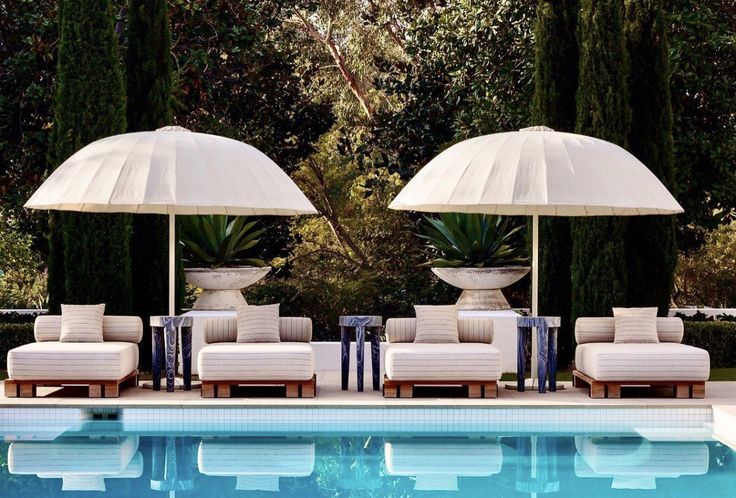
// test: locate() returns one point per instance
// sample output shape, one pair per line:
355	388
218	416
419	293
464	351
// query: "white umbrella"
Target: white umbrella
533	172
171	171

----------

> EXERCISE DETAILS:
With the pictures omitted, reproduce the records in full and exactly.

> COMPLETED EXERCISE:
// test: locate() returns one point per instance
// sample output shape, one pair per line:
355	388
218	416
419	293
464	351
// query: "white umbrella"
Target: white umbrella
533	172
171	171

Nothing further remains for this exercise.